• _PROBLEM STATEMENT_: Print every line below, from the one containing "Thank you for the photo. Could you point to the tall" down to the one containing "column 237, row 23", both ends included. Reproduce each line word for word and add nothing else.

• _GIVEN RECORDS_:
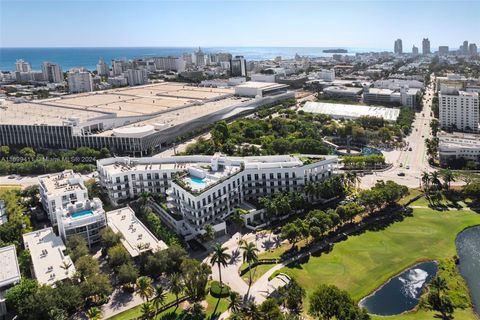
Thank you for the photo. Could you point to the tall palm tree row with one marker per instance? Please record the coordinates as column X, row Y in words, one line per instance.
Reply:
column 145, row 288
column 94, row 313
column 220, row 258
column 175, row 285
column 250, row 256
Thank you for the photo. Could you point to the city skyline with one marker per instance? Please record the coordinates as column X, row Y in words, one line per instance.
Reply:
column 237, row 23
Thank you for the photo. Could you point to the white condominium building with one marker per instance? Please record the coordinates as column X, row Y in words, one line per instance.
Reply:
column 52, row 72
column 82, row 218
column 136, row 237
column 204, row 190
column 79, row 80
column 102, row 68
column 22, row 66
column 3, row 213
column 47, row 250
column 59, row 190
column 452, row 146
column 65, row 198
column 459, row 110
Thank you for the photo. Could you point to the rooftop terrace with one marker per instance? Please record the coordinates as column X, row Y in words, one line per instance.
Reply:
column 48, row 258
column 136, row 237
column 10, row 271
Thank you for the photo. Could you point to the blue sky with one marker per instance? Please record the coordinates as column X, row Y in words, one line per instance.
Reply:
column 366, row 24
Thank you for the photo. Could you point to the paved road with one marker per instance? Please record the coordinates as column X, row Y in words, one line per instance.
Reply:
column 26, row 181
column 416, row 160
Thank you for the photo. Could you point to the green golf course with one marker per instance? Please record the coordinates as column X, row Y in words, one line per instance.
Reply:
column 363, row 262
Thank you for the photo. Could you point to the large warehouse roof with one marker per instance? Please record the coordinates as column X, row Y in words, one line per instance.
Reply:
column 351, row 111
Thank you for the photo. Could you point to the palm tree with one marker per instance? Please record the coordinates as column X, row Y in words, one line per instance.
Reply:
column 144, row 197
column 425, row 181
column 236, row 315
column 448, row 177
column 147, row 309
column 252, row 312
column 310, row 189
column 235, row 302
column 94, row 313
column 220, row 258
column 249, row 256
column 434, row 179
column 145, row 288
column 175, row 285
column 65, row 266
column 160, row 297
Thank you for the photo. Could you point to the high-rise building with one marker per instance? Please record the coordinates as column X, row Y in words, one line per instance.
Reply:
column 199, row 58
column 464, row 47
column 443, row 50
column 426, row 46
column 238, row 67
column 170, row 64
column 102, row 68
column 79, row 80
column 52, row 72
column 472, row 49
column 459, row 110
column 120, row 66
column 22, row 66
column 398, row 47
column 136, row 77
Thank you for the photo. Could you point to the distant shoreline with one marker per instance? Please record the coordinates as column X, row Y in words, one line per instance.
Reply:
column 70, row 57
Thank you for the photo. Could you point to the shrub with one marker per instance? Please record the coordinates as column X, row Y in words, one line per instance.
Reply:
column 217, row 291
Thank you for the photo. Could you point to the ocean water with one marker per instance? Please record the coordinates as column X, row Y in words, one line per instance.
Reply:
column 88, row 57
...
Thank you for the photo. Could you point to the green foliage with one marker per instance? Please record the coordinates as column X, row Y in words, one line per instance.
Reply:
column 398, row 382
* * *
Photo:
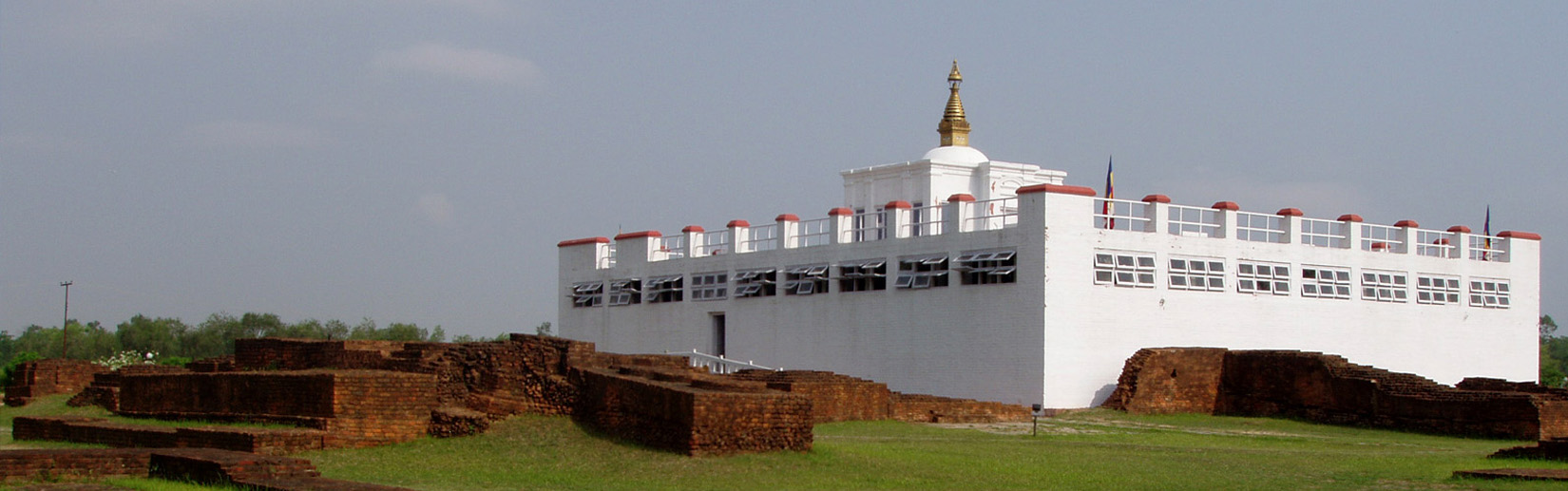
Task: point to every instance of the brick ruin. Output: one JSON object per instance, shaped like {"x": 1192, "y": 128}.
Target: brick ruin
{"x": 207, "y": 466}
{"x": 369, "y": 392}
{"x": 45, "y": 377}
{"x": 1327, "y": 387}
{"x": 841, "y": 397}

• _TASK ANSWER_:
Thank you for the photo. Could you point to the tall palm tree row with one marker per instance? Please record the coordinates as column X, row Y in words, one line per instance.
Reply:
column 145, row 288
column 94, row 313
column 220, row 258
column 175, row 285
column 250, row 256
Thank you for the photo. Could you point to the city skyline with one marker per instance? Please record the coordinates as column X, row Y in words, one line per instance.
Reply:
column 237, row 23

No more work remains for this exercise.